EXERCISE TASK — Render the items as a Markdown table with the columns Row and Line, starting at the beginning of the items and going on through the line that contains "M127 52L128 53L124". Give each nonblank line its own numbered row and leave the pictures out.

(Contour annotation records)
= = =

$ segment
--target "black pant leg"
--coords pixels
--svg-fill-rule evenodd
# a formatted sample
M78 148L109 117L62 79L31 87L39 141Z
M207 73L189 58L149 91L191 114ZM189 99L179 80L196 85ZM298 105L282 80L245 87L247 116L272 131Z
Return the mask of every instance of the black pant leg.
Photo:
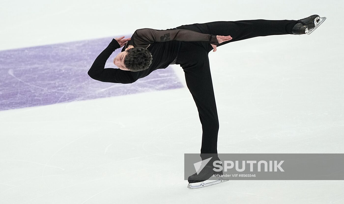
M244 20L236 21L215 21L207 23L210 34L230 35L232 39L220 43L217 47L230 42L258 37L291 34L297 22L294 20Z
M177 62L182 68L187 88L197 106L202 125L201 153L217 153L219 125L208 53L189 42L183 43Z

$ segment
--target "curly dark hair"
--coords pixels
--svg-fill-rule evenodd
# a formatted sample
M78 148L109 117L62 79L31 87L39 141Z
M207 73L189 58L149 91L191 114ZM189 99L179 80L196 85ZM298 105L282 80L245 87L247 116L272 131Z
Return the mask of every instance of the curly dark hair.
M127 52L128 53L124 59L124 65L131 71L144 70L152 64L152 54L146 48L133 47Z

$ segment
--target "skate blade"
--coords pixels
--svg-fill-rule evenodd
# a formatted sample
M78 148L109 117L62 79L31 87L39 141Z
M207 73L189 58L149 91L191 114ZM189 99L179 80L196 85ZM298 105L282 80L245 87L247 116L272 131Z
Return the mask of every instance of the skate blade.
M224 179L223 178L221 178L219 179L218 180L214 181L209 182L208 183L205 183L205 182L207 181L202 181L202 182L201 182L198 185L193 185L192 183L189 183L189 185L187 185L187 188L190 189L199 189L200 188L203 188L203 187L207 187L207 186L215 185L215 184L223 183L224 182L228 181L229 180L228 180Z
M326 17L321 17L319 19L319 22L318 23L315 23L314 24L315 26L314 28L308 30L308 32L307 33L307 35L309 35L311 33L312 33L312 32L314 31L314 30L316 29L316 28L319 27L321 24L325 21L325 20L326 20Z

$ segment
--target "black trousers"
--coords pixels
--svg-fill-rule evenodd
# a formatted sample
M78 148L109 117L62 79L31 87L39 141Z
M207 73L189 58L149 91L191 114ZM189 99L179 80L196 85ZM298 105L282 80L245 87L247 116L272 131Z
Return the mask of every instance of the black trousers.
M255 37L292 34L292 28L297 22L293 20L262 19L215 21L183 25L176 29L214 35L230 35L233 38L219 44L218 47ZM219 121L208 56L212 49L208 42L182 42L176 63L184 70L186 85L198 110L203 130L201 157L202 154L217 155L217 153Z

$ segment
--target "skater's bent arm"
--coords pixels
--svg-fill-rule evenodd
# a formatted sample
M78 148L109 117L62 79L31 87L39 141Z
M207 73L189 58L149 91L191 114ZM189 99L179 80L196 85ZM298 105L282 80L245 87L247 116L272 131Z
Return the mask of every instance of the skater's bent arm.
M94 79L103 82L131 83L136 80L130 71L114 68L105 68L106 60L116 49L120 47L115 39L98 55L87 73Z
M133 43L138 45L146 45L153 42L164 42L175 40L179 41L205 41L217 45L219 43L216 36L206 34L186 29L157 30L144 28L136 30L131 37Z

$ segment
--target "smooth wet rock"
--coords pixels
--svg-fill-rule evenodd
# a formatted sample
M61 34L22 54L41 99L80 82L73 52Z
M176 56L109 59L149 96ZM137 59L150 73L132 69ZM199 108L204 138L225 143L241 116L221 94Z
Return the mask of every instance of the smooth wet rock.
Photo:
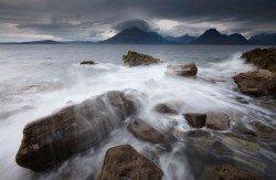
M159 59L155 59L146 54L140 54L135 51L129 51L127 55L124 55L123 61L124 65L126 66L150 65L161 63Z
M94 65L94 64L97 64L97 63L95 63L94 61L83 61L83 62L81 62L81 65Z
M135 137L139 139L152 144L162 144L164 141L164 137L162 134L160 134L156 128L139 118L129 124L127 128Z
M276 73L267 70L250 71L233 77L240 91L256 96L276 96Z
M230 128L229 116L223 113L208 113L205 127L214 130L226 130Z
M236 169L230 165L221 165L215 167L213 171L213 180L261 180L245 171Z
M184 114L184 117L190 126L201 128L205 125L206 115L199 113Z
M117 91L65 107L24 127L17 163L34 171L55 167L100 144L132 114L132 98Z
M245 59L246 63L252 63L259 68L276 72L276 47L255 49L243 53L242 59Z
M169 104L161 103L155 106L155 110L161 114L177 115L178 110Z
M168 65L166 71L167 75L178 75L178 76L197 76L197 73L198 73L198 67L194 63Z
M130 145L106 151L98 180L161 180L162 171Z

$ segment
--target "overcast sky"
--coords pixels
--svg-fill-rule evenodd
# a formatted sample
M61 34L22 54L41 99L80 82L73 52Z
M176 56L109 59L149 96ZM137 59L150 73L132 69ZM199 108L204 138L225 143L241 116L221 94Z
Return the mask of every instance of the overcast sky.
M86 40L138 27L162 35L206 29L276 32L276 0L0 0L0 41Z

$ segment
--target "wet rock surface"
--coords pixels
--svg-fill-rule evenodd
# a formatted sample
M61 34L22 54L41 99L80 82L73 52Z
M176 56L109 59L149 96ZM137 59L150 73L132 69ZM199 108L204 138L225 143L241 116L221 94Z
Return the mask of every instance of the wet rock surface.
M276 96L276 74L267 70L241 73L233 78L238 89L244 94Z
M166 71L167 75L178 75L178 76L197 76L197 73L198 73L198 67L194 63L168 65Z
M223 113L208 113L205 127L214 130L226 130L230 128L229 116Z
M156 112L161 113L161 114L171 114L171 115L177 115L178 110L176 107L172 105L169 105L167 103L161 103L155 106L153 108Z
M54 167L100 144L134 113L132 99L116 91L65 107L24 127L17 163L34 171Z
M226 130L230 128L230 119L223 113L188 113L183 114L190 126L201 128L203 126L214 130Z
M230 165L217 166L213 171L213 180L261 180Z
M140 118L137 118L134 123L129 124L127 128L135 137L139 139L152 144L162 144L164 141L162 134Z
M95 63L94 61L83 61L83 62L81 62L81 65L94 65L94 64L97 64L97 63Z
M184 114L184 117L189 125L195 128L201 128L205 125L206 115L205 114L198 114L198 113L191 113L191 114Z
M243 53L242 59L245 59L246 63L252 63L259 68L276 72L276 47L255 49Z
M155 59L146 54L140 54L135 51L129 51L127 55L124 55L123 61L124 65L126 66L150 65L161 63L159 59Z
M98 180L161 180L162 171L130 145L106 151Z

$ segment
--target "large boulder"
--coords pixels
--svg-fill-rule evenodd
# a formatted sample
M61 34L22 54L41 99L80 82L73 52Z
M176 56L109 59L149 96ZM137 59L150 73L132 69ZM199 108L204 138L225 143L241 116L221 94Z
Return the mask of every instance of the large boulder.
M162 144L164 140L162 134L139 118L129 124L127 128L135 137L152 144Z
M132 98L124 92L108 92L28 124L18 165L42 171L98 145L135 113Z
M215 167L213 171L213 180L261 180L245 171L236 169L230 165L221 165Z
M194 63L168 65L166 71L167 75L178 75L178 76L197 76L197 73L198 73L198 67Z
M244 94L276 96L276 73L267 70L250 71L237 74L233 78Z
M138 66L138 65L150 65L161 63L159 59L155 59L150 55L140 54L135 51L128 51L127 55L123 56L124 65Z
M106 151L98 180L161 180L162 171L130 145Z
M276 47L255 49L243 53L242 57L245 59L246 63L252 63L259 68L276 72Z
M230 128L229 116L224 113L188 113L183 114L190 126L195 128L208 127L214 130L226 130Z

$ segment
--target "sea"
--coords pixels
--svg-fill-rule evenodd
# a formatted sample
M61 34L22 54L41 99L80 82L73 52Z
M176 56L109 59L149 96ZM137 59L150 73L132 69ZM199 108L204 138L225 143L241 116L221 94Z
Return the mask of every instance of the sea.
M210 179L208 170L222 163L231 163L264 179L276 179L276 144L258 138L275 139L269 137L276 135L275 98L241 94L232 78L238 73L256 70L241 59L243 52L255 47L265 46L0 45L0 179L97 179L106 150L126 144L155 161L163 172L163 180ZM123 55L128 51L158 57L163 63L124 66ZM97 64L81 65L82 61ZM198 66L197 78L168 77L164 74L169 64L192 62ZM28 123L115 89L134 89L147 97L141 104L139 116L161 133L170 129L173 138L168 147L135 138L126 124L113 130L100 146L73 156L57 168L33 172L17 165L15 155ZM180 103L180 114L162 115L152 110L157 104L166 102ZM221 112L230 116L231 128L221 133L220 144L231 153L213 151L213 146L212 149L206 148L204 144L208 138L202 140L202 145L187 142L183 135L195 129L188 125L182 114L199 112ZM252 121L264 125L263 131L255 128ZM242 134L238 127L246 127L253 133ZM209 131L211 137L216 136L215 130L203 130ZM185 150L191 147L194 147L193 156ZM198 155L198 151L205 155Z

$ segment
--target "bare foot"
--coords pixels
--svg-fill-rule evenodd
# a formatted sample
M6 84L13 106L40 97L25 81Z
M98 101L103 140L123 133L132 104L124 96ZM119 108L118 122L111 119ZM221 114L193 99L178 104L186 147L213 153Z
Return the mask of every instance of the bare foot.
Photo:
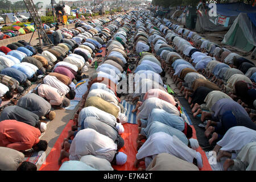
M197 110L199 108L200 108L200 105L197 103L196 103L195 104L195 105L193 107L193 109L192 109L191 111L192 112L192 113L193 113L196 111L196 110Z
M192 97L189 97L188 100L188 104L191 104L192 102Z
M205 135L205 136L208 138L209 136L210 136L210 134L214 131L214 127L212 126L209 126L207 130L204 132L204 134Z
M217 139L218 139L218 134L216 132L213 133L212 134L212 138L209 140L209 144L210 144L210 146L212 145L212 142L213 142Z
M73 131L76 131L76 130L77 130L77 129L78 129L77 126L73 125L72 127L71 127L71 130L72 130Z
M68 158L69 155L69 154L68 152L66 152L64 150L61 150L61 151L60 151L60 158L58 159L59 165L61 164L62 160L65 158Z
M204 122L205 120L206 116L208 115L208 112L202 111L201 114L201 121Z
M196 112L193 113L193 117L194 118L195 118L197 114L201 114L201 112L202 112L202 110L201 110L201 109L197 109Z
M218 144L216 144L216 145L215 146L215 147L213 148L213 151L215 151L216 152L216 154L218 154L218 151L220 150L220 149L221 148L221 146L220 146Z
M180 88L181 87L181 86L182 86L182 82L179 82L177 84L177 87L178 87L178 88ZM181 89L182 89L182 88L181 88ZM181 91L182 91L182 90L181 90Z
M65 138L63 140L63 142L61 143L61 149L63 149L64 147L64 143L65 142L68 142L68 139L67 138Z
M135 168L137 168L138 166L139 166L139 161L137 159L136 159L135 161L134 161L134 167Z
M138 123L138 126L141 126L141 119L139 119L137 120L137 123Z
M64 151L67 151L70 148L71 144L68 143L68 142L64 142L63 144L63 150Z
M146 139L146 136L144 136L144 135L139 133L139 134L138 135L137 141L138 140L140 141L140 140L142 140L143 139Z
M137 151L138 151L141 147L141 146L142 146L142 145L143 144L143 142L139 140L137 140L136 142L137 143Z
M74 133L75 133L75 131L72 131L72 130L69 130L68 131L68 139L70 139L70 138L72 136L73 136L74 135Z
M207 126L205 126L205 127L204 127L205 130L207 130L208 129L208 127L210 126L210 124L212 124L212 121L208 121Z
M224 171L228 171L229 167L234 165L234 160L230 159L227 159L223 164L223 169Z

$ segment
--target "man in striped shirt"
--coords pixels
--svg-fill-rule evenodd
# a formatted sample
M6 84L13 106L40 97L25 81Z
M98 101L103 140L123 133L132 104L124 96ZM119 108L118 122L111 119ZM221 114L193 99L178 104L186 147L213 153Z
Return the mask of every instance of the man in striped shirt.
M19 92L24 90L24 88L19 86L19 83L16 79L9 76L0 74L0 82L8 86L9 89L17 89Z

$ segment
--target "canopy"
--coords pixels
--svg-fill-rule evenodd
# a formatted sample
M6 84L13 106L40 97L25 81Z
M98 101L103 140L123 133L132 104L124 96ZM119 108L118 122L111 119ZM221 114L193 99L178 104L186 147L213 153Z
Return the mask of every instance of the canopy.
M14 28L15 28L16 30L18 30L19 32L20 32L22 34L26 34L25 31L22 27L16 26L14 26L14 25L13 27L14 27Z
M216 4L216 5L217 13L226 16L237 16L240 13L255 13L256 12L256 7L241 2Z
M247 51L256 46L256 27L246 13L239 14L222 43ZM256 51L253 53L256 54Z

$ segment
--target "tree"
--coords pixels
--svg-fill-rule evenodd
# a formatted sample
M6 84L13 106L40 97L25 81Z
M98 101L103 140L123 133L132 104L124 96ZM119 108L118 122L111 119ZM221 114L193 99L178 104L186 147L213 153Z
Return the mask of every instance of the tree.
M40 9L41 8L42 8L43 7L43 5L42 5L42 3L43 3L43 2L38 2L35 5L35 7L36 7L36 9L38 10Z
M8 0L0 0L1 9L3 10L11 10L11 2Z

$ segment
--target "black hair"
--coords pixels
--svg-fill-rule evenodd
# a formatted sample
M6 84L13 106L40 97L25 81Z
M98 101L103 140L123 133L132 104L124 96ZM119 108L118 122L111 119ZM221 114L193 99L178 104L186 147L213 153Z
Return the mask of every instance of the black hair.
M72 100L76 96L76 92L75 92L75 90L71 90L68 92L68 94L69 95L69 99Z
M81 76L81 75L77 75L76 76L76 80L77 82L81 81L81 80L82 80L82 77Z
M117 144L117 151L119 151L122 147L125 146L125 140L118 135L115 143Z
M17 168L17 171L37 171L36 166L30 162L23 162Z
M30 79L30 81L31 82L36 82L36 81L38 81L38 77L35 75L34 75L32 78Z
M166 72L163 70L163 71L159 75L161 77L164 77L166 76Z
M10 91L7 91L5 93L4 97L8 99L11 99L13 97L13 93Z
M188 125L186 136L187 138L191 138L192 136L192 135L193 135L192 129L189 125Z
M38 147L38 151L45 151L47 149L48 143L46 140L40 140L36 146Z

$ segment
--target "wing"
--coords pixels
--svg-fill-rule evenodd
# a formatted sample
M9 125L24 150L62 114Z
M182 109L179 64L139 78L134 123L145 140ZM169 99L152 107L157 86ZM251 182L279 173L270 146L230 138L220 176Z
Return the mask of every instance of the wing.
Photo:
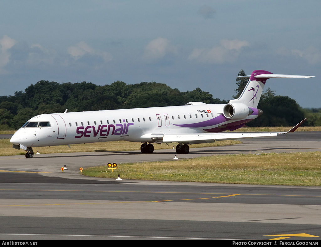
M287 132L229 132L215 134L179 134L177 135L165 134L163 136L162 142L165 143L172 142L182 143L186 144L207 143L215 142L216 141L224 140L235 140L246 138L259 138L266 136L276 136L279 135L286 134L294 132L298 127L304 122L304 119Z

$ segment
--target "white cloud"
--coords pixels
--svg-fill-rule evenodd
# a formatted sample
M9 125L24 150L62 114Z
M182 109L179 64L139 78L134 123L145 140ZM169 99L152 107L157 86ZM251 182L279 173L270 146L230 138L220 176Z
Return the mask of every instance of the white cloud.
M152 61L161 59L168 55L176 55L178 47L178 45L172 45L167 39L159 37L146 46L143 57L147 61Z
M16 41L7 35L0 39L0 74L5 73L2 68L10 62L11 54L9 50L16 43Z
M318 49L313 46L309 46L303 51L294 49L291 51L293 55L304 58L311 64L321 61L321 53Z
M282 47L278 48L276 52L276 54L282 56L302 58L307 61L310 64L315 64L321 62L321 52L319 49L312 46L310 46L303 50L290 50Z
M189 56L188 59L200 62L220 64L231 63L238 58L243 47L249 45L249 43L245 40L223 39L221 41L220 46L194 49Z
M215 10L212 7L207 5L203 5L198 10L198 14L205 19L213 19L215 15Z
M81 41L75 45L70 46L68 48L67 51L75 60L87 54L100 57L106 62L111 61L112 59L111 54L109 53L96 51L84 41Z

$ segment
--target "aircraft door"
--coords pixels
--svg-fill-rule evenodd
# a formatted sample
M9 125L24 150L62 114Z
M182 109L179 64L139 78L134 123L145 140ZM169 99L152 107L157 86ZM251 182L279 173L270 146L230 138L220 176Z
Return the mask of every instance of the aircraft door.
M161 127L161 118L160 117L160 115L159 114L156 114L156 117L157 118L157 121L158 121L158 127Z
M164 113L164 116L165 117L165 123L167 126L169 126L169 118L168 117L168 115L167 113Z
M51 116L56 120L58 127L58 134L57 139L64 139L67 132L67 127L65 120L61 116L58 114L55 114Z

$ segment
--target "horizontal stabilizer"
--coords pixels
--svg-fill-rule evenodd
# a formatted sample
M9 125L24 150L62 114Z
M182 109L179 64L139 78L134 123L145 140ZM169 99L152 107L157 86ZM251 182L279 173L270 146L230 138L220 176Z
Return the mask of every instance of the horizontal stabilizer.
M249 78L251 75L242 76L237 76L237 78ZM281 74L262 74L254 76L255 78L310 78L315 77L311 76L299 76L295 75L283 75Z
M256 76L256 78L310 78L311 76L297 76L295 75L282 75L278 74L262 74Z

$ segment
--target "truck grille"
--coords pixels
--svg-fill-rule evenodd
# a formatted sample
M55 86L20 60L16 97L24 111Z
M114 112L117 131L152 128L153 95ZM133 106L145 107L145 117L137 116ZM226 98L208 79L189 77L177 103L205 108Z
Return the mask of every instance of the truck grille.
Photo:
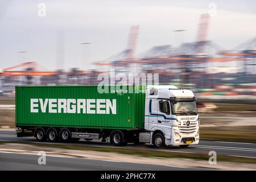
M187 126L187 121L178 121L180 132L182 134L191 134L196 131L197 121L190 121L189 126Z

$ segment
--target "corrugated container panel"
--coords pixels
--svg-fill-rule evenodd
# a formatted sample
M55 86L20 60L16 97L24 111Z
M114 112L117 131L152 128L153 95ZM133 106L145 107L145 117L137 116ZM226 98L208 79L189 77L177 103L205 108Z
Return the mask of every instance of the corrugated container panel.
M131 86L134 90L135 86ZM138 86L140 90L144 87ZM110 92L110 88L108 88ZM16 87L16 125L75 127L130 130L143 127L145 93L102 93L97 86L43 86ZM39 102L38 113L31 113L30 99L110 99L116 100L116 114L42 113Z

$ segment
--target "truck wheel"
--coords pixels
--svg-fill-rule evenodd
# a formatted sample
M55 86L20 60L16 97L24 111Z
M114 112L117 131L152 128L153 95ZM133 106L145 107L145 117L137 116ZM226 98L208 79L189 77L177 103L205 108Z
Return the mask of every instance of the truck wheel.
M60 131L60 139L61 142L68 142L71 140L71 133L68 129L62 129Z
M38 142L43 142L46 139L46 131L42 128L36 129L35 136Z
M57 130L53 127L48 129L47 138L49 142L56 142L58 140L58 133L57 132Z
M156 148L162 148L165 146L164 136L160 133L156 133L153 136L154 146Z
M120 146L123 145L122 134L120 132L114 133L111 135L110 142L115 146Z

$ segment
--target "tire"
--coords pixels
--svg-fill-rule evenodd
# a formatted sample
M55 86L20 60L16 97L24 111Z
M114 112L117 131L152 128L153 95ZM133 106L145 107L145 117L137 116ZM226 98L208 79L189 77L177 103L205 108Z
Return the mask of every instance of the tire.
M120 132L114 132L111 135L110 142L115 146L125 144L125 143L123 142L123 136Z
M166 145L164 135L160 133L155 134L153 136L153 143L155 148L162 148L164 147Z
M53 127L51 127L47 130L47 138L49 142L55 142L58 140L59 136L57 130Z
M60 140L63 142L68 142L71 140L71 133L68 129L62 129L60 131Z
M38 142L44 142L46 140L46 131L43 128L38 128L35 132L35 135Z
M181 148L187 148L189 146L189 144L181 144L180 146Z

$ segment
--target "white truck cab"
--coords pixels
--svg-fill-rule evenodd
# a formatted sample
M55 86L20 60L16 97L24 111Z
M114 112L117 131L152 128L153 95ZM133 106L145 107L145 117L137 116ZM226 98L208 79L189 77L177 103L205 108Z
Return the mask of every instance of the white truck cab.
M196 98L191 90L172 85L147 86L146 131L139 134L140 142L156 147L198 144L199 124Z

= = =

FINISHED ANSWER —
| Row | Line |
|---|---|
| 1 | $ segment |
| 2 | --target "black pant leg" |
| 3 | --coords pixels |
| 4 | --svg-fill-rule evenodd |
| 5 | # a formatted sample |
| 6 | M78 148L109 117L62 79L31 87L39 141Z |
| 7 | M207 73L189 58L149 91L191 114ZM189 99L179 80L196 85ZM298 105L282 80L245 87L247 116L272 131Z |
| 8 | Return the mask of every instance of the black pant leg. |
| 9 | Photo: |
| 10 | M244 20L236 21L215 21L207 23L210 34L230 35L232 39L220 43L217 47L230 42L258 37L291 34L297 22L294 20Z |
| 11 | M177 62L182 68L187 88L197 106L202 125L201 153L217 153L219 125L208 53L189 42L183 43Z |
| 12 | $ segment |
| 13 | --target "curly dark hair" |
| 14 | --coords pixels |
| 15 | --svg-fill-rule evenodd |
| 16 | # a formatted sample |
| 17 | M78 148L109 117L62 79L31 87L39 141Z |
| 18 | M207 73L189 58L149 91L191 114ZM189 99L179 80L196 85ZM298 105L282 80L245 87L247 116L272 131Z |
| 19 | Return the mask of every instance of the curly dark hair. |
| 20 | M127 52L128 53L124 59L124 65L131 71L144 70L152 64L152 54L146 48L133 47Z |